▶ _SET EXERCISE_: Update the records from the line holding "Task: each instance of the man in" through the line holding "[[534, 312]]", inclusive, by putting "gray hoodie" in place of "white hoodie" and leaving everything else untouched. Return only those lines.
-------------------------
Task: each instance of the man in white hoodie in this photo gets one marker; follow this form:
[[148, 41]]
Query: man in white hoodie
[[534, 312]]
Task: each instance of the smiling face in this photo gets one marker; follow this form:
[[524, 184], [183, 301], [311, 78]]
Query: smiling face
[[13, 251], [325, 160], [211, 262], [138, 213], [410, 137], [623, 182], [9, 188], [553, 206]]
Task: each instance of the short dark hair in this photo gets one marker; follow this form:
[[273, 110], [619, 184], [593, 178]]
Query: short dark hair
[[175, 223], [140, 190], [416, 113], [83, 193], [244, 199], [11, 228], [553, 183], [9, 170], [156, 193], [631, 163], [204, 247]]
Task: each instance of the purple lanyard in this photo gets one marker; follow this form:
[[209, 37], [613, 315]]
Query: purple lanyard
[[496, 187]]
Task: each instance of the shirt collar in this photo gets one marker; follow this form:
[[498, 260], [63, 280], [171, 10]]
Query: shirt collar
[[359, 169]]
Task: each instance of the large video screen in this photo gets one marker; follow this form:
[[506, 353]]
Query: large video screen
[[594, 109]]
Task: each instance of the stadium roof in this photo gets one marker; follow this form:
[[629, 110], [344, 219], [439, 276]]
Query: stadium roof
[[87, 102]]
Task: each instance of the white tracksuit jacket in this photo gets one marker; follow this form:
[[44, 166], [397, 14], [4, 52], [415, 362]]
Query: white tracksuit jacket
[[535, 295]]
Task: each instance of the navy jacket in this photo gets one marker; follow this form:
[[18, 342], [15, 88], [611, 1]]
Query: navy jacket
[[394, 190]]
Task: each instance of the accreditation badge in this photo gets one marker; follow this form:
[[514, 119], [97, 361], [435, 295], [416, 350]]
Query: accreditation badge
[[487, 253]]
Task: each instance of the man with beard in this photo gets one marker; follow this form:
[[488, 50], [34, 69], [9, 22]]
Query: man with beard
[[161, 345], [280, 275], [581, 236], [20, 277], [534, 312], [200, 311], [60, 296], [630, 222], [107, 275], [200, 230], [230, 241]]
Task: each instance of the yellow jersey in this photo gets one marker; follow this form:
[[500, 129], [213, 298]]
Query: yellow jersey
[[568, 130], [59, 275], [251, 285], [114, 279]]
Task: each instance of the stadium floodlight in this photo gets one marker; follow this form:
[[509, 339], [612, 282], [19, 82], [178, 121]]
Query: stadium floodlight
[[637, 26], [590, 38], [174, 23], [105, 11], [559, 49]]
-------------------------
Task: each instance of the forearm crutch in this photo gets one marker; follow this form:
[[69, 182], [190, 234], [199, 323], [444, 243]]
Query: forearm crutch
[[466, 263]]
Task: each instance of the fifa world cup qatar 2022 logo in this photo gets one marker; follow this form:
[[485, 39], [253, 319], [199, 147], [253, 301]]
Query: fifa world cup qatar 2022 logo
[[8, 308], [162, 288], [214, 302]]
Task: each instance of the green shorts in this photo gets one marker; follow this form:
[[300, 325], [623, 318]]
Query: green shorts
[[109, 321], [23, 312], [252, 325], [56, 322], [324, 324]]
-------------------------
▶ _FULL SOLUTION_:
Task: each instance of the man in gray hoodie in this photo gets one marker; follow this form:
[[148, 41]]
Query: man in gray hoodie
[[534, 312]]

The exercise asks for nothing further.